While copying the entries exactly, leave out each picture they contain.

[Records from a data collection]
● ● ●

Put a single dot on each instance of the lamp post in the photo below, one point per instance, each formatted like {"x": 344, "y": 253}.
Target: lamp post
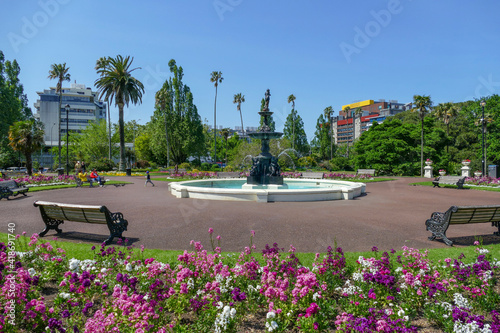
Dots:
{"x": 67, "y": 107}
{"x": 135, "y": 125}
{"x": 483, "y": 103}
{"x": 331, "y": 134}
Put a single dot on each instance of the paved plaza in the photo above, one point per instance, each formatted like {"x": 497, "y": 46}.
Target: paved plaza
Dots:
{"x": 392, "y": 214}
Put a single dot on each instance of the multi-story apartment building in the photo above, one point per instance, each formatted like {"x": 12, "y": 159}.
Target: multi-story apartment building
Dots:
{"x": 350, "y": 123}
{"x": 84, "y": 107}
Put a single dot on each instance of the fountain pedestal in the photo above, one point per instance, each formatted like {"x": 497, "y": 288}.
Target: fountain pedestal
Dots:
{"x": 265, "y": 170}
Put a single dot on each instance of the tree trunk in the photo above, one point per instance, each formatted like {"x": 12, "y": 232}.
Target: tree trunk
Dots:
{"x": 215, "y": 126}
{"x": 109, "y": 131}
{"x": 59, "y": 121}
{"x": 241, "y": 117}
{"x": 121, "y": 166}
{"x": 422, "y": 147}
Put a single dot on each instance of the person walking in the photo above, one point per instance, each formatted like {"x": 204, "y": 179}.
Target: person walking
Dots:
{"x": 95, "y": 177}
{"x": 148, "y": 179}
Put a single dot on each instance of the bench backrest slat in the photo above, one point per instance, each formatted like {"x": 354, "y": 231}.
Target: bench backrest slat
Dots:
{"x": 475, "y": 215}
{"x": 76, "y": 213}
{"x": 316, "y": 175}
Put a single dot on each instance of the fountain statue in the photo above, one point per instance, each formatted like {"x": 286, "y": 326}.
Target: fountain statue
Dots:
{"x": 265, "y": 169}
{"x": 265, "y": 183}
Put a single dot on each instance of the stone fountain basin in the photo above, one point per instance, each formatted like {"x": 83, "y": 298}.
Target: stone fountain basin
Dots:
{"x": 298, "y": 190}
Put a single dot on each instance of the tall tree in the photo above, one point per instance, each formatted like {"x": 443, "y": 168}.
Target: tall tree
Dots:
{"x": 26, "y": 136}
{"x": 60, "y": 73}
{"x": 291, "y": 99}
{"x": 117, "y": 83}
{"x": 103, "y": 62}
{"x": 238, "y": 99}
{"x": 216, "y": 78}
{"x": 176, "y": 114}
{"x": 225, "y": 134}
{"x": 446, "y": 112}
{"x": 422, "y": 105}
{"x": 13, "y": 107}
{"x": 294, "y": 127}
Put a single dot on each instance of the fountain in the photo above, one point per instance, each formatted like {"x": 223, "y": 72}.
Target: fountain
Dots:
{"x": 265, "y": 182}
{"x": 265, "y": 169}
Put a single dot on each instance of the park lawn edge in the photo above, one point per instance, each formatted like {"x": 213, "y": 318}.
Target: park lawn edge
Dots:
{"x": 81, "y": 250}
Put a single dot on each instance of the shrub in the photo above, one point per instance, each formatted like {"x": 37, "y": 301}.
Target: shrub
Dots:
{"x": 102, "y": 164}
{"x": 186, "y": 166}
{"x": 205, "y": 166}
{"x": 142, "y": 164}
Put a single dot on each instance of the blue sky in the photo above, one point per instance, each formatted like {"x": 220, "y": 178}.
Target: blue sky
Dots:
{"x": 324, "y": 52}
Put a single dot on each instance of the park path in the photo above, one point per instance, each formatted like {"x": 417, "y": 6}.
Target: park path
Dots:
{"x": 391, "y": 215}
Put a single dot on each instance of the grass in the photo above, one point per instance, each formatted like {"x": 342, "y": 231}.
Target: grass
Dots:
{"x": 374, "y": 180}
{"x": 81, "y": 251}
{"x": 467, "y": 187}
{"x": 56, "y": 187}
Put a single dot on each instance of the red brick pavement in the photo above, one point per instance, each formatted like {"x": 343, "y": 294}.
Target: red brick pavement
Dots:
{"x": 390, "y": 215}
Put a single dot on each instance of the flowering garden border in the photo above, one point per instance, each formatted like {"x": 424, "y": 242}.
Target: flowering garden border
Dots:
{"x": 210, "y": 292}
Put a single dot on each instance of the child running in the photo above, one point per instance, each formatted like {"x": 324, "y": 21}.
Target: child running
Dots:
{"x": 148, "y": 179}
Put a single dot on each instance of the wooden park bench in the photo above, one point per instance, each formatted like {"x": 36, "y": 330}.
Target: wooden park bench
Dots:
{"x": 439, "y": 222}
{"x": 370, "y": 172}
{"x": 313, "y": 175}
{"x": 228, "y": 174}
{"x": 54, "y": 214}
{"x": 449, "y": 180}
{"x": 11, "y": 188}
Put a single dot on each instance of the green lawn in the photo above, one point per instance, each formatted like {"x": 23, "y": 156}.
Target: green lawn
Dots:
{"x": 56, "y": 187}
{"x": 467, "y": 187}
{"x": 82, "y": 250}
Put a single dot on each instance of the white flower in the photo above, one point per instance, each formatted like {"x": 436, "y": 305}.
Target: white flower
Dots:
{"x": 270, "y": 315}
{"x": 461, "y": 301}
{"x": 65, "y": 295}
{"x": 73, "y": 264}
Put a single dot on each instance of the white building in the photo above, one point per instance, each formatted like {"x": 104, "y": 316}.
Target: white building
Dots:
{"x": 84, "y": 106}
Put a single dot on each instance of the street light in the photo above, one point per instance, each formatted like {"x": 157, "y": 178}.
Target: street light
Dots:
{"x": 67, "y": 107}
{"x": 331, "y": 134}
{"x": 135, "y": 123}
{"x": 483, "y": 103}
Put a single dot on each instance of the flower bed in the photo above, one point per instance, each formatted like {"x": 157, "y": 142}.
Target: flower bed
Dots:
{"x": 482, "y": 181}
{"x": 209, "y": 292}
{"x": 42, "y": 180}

● ● ●

▶ [Exercise output]:
Put a single dot on each instance of the lamp post in the photo below, one point per instance, each formatted like {"x": 344, "y": 253}.
Target: lamp post
Dots:
{"x": 67, "y": 107}
{"x": 135, "y": 125}
{"x": 483, "y": 103}
{"x": 331, "y": 134}
Put a single dot on each instance of the paved plaza in the photo above, one point per instance, each formatted like {"x": 497, "y": 46}.
Target: paved plaza
Dots:
{"x": 392, "y": 214}
Put a single dot on each instance of the multi-story apartment building in the photo above, one point per instance, each formatted like {"x": 12, "y": 159}.
Target: multi-story apartment building
Dots:
{"x": 350, "y": 123}
{"x": 84, "y": 107}
Put a single dot on each instance of the fountain pedestal in the photo above, one point per instance, each formatted like {"x": 497, "y": 288}.
Target: fountain pedestal
Dots:
{"x": 265, "y": 170}
Put a single dot on each instance of the tree trunk in the photo above, one point per instance, each formatted like {"x": 12, "y": 232}.
Target: tree trunk
Dots:
{"x": 215, "y": 126}
{"x": 109, "y": 131}
{"x": 59, "y": 121}
{"x": 241, "y": 117}
{"x": 121, "y": 166}
{"x": 422, "y": 147}
Put a single dot on each instance of the person walking in the photo above, one point per instance, each formatted like {"x": 204, "y": 179}.
Target: person walking
Dots:
{"x": 95, "y": 177}
{"x": 148, "y": 179}
Put a single dot on each instance of the bench backrest slat in the photo above, one point per instance, each formatted like {"x": 354, "y": 231}.
Target: bench backrest slat
Dots:
{"x": 475, "y": 215}
{"x": 76, "y": 213}
{"x": 316, "y": 175}
Put a single dot on each instance of the fountain statue in the photo above, one point per instance, each formatted like {"x": 286, "y": 326}.
Target: fountain statue
Dots:
{"x": 265, "y": 169}
{"x": 265, "y": 183}
Put a single dot on each instance of the stone fountain basin in the photo above, one point per instance, each formatted like {"x": 83, "y": 298}.
Target: stone fountain basin
Dots:
{"x": 298, "y": 190}
Put a single dot on each instance of the tall tree in the photo above, one point per instance, each formatted like {"x": 443, "y": 168}.
Target: tall tree
Dots:
{"x": 26, "y": 136}
{"x": 60, "y": 73}
{"x": 291, "y": 99}
{"x": 117, "y": 83}
{"x": 103, "y": 62}
{"x": 238, "y": 99}
{"x": 216, "y": 78}
{"x": 176, "y": 114}
{"x": 225, "y": 134}
{"x": 446, "y": 112}
{"x": 422, "y": 105}
{"x": 13, "y": 107}
{"x": 294, "y": 127}
Put a single dot on each instance of the fountain in the photo above, one point per instance, each formatted like {"x": 223, "y": 72}.
Target: fountain
Dots:
{"x": 265, "y": 182}
{"x": 265, "y": 169}
Put a single dot on each instance of the park lawn edge in the photo above, one point per instance, each formatted like {"x": 213, "y": 318}.
Target: park lawn edge
Dots:
{"x": 81, "y": 250}
Put a single dot on each instance of the shrub in the photo above, one point per instance, each formatted like {"x": 37, "y": 301}.
Target: shrub
Dots:
{"x": 102, "y": 164}
{"x": 186, "y": 166}
{"x": 205, "y": 166}
{"x": 142, "y": 164}
Put a single dot on each instance of the blue sky in the photo above, one point per instance, each formatted like {"x": 220, "y": 178}.
Target: blue sky
Dots:
{"x": 324, "y": 52}
Put a single dot on each instance of the park path in the photo above, one point per instance, each formatted like {"x": 417, "y": 6}.
Target: park path
Dots:
{"x": 391, "y": 215}
Put a single dot on each instance of the grass in the photo above, one point per instance, each formatted like {"x": 342, "y": 231}.
Target: grass
Dots:
{"x": 374, "y": 180}
{"x": 81, "y": 251}
{"x": 467, "y": 187}
{"x": 56, "y": 187}
Put a single dot on each instance of the red brick pavement in the photo above, one point per instance, each formatted like {"x": 343, "y": 294}.
Target: red brick pavement
Dots:
{"x": 390, "y": 215}
Put a single dot on each instance of the flowering garden border in the photo above, one point per instance, each formatted like {"x": 424, "y": 242}.
Target: flowering garden border
Dots:
{"x": 210, "y": 292}
Put a single dot on each instance of the child running in the photo above, one point per instance, each formatted like {"x": 324, "y": 21}.
Target: child running
Dots:
{"x": 148, "y": 179}
Put a single dot on each instance of the wooden park bench in the photo above, one point per instance, each formatted like {"x": 36, "y": 330}.
Target: wooden park bench
Dots:
{"x": 439, "y": 222}
{"x": 370, "y": 172}
{"x": 313, "y": 175}
{"x": 228, "y": 174}
{"x": 54, "y": 214}
{"x": 449, "y": 180}
{"x": 11, "y": 188}
Put a single dot on each instance of the green lawn in the photo above, one point per instance, each formatted like {"x": 23, "y": 156}.
Target: green lawn
Dots:
{"x": 56, "y": 187}
{"x": 467, "y": 187}
{"x": 82, "y": 250}
Put a single dot on each instance of the white flower in the photo above, one point per instance, each formatted like {"x": 436, "y": 305}.
Target: white flower
Dots:
{"x": 270, "y": 315}
{"x": 461, "y": 301}
{"x": 65, "y": 295}
{"x": 73, "y": 264}
Put a single dot on each instance of the white building in the photo above, one point per instance, each formatted like {"x": 104, "y": 316}.
Target: white building
Dots:
{"x": 84, "y": 106}
Put a single dot on each instance of the street light in the photo above, one point per instance, each formatted like {"x": 157, "y": 178}.
Target: street light
Dots:
{"x": 67, "y": 107}
{"x": 331, "y": 134}
{"x": 135, "y": 123}
{"x": 483, "y": 103}
Put a single dot on each instance of the flower bed in the photo above, one point per instance, each formatted like {"x": 157, "y": 142}.
Target: flower bed
Dots:
{"x": 482, "y": 181}
{"x": 209, "y": 292}
{"x": 42, "y": 180}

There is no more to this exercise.